# Set task:
All entries below need to be written out exactly, but without their pictures.

# Extracted records:

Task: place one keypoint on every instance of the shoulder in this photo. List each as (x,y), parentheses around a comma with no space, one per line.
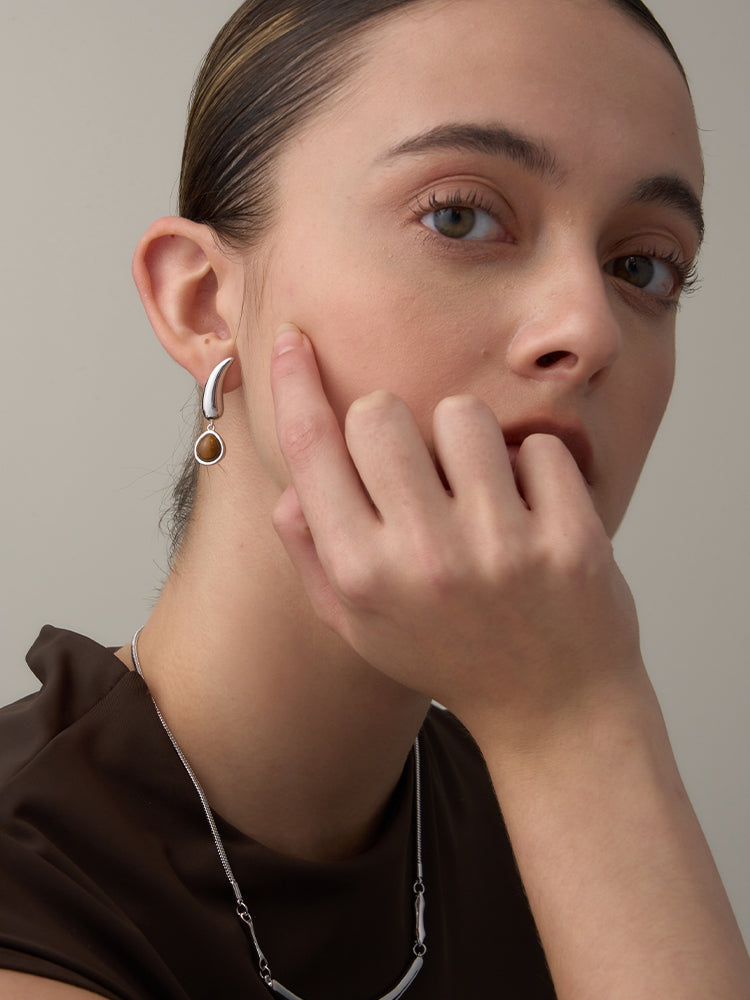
(81,780)
(76,675)
(20,986)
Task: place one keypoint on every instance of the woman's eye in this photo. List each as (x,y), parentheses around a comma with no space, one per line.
(460,222)
(648,273)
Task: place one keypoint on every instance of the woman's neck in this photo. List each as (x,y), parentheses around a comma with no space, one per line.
(297,741)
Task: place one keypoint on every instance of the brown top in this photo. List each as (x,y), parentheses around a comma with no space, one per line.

# Written solution:
Task: place one keypoint on every instance of the shoulder in this photo. List each as (x,y), parentheses around a comma with no space, one per line.
(81,780)
(76,675)
(20,986)
Task: place one keypoint on every instance of the woman's eye in this photo. List each as (x,y), parentheses around a comma with no space, one per line.
(460,222)
(648,273)
Task: place one keypoint on every instance of the woman's neck in this photo. List each as (x,y), parentheses around a comma with no space, one per line.
(297,741)
Task: place one keypoint on every instance of the brown top in this photo. List each as (x,y), parentheses around a comma with no space, one per line.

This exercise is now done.